Task instructions. Of the records that follow, copy only the lines from the line containing "An example of" to the line containing "429), (1141, 449)]]", both included, exactly as written.

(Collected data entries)
--*--

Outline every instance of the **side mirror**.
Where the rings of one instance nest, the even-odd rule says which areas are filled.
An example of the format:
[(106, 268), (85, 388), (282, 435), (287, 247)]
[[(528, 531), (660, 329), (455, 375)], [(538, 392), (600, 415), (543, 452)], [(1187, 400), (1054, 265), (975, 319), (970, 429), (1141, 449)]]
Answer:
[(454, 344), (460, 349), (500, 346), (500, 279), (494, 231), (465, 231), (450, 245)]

--*--

Answer space.
An example of the format:
[(106, 268), (85, 388), (282, 435), (287, 247)]
[[(528, 531), (660, 329), (455, 375)], [(538, 392), (600, 415), (543, 452)], [(1187, 400), (1054, 265), (975, 319), (970, 429), (1141, 449)]]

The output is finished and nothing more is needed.